• _INSTRUCTIONS FOR THE TASK_: Convert every line of the data below into a JSON list of strings, one string per line, omitting blank lines.

• _TASK INPUTS_:

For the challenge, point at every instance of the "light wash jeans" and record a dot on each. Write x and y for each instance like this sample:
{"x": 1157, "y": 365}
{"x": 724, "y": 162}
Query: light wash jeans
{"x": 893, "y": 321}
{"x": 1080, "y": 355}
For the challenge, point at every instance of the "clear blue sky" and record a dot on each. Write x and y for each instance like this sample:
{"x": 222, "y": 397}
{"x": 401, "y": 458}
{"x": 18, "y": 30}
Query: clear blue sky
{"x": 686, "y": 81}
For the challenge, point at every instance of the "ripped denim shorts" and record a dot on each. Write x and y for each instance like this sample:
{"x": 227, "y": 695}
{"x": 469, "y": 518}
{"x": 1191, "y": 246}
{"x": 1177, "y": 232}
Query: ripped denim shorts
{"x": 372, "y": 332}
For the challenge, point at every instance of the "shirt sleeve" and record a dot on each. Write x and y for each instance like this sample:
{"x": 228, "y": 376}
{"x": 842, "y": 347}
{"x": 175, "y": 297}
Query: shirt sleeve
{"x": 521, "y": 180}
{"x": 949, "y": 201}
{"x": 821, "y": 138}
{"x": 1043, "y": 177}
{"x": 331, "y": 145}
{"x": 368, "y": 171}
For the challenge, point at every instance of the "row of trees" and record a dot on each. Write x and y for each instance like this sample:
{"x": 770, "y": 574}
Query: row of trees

• _EXERCISE SOLUTION_:
[
  "For the challenge, point at every instance of the \"light wash jeans\" and record a dot on each. Write x and y for each instance like this sample:",
  "{\"x\": 1157, \"y\": 365}",
  "{\"x\": 724, \"y\": 162}",
  "Query: light wash jeans",
  "{\"x\": 893, \"y\": 321}",
  "{\"x\": 1080, \"y\": 355}",
  "For the challenge, point at every instance of the \"clear blue sky\" and record a dot on each. Write x and y for each instance like this sample:",
  "{\"x\": 222, \"y\": 397}",
  "{\"x\": 401, \"y\": 458}",
  "{\"x\": 18, \"y\": 30}",
  "Query: clear blue sky",
  "{\"x\": 686, \"y\": 81}",
  "For the challenge, point at every instance of the \"ripped denim shorts\" and record a dot on each. Write x and y for each instance like this sample:",
  "{\"x\": 227, \"y\": 695}",
  "{\"x\": 469, \"y\": 518}",
  "{\"x\": 1191, \"y\": 246}",
  "{\"x\": 1177, \"y\": 232}",
  "Query: ripped denim shorts",
  "{\"x\": 372, \"y\": 332}",
  "For the challenge, point at every instance of the \"shirt sleeve\" and record a dot on each. Write x and y for each instance like this sample:",
  "{\"x\": 228, \"y\": 376}",
  "{\"x\": 842, \"y\": 347}",
  "{\"x\": 175, \"y\": 297}",
  "Query: shirt sleeve",
  "{\"x\": 521, \"y\": 180}",
  "{\"x\": 949, \"y\": 201}",
  "{\"x\": 821, \"y\": 138}",
  "{\"x\": 1043, \"y\": 177}",
  "{\"x\": 331, \"y\": 145}",
  "{\"x\": 368, \"y\": 171}",
  "For the challenge, point at every instance of the \"row of trees\" and record a dot on each. Write x and y for each instance like this sample:",
  "{\"x\": 770, \"y\": 574}",
  "Query: row of trees"
]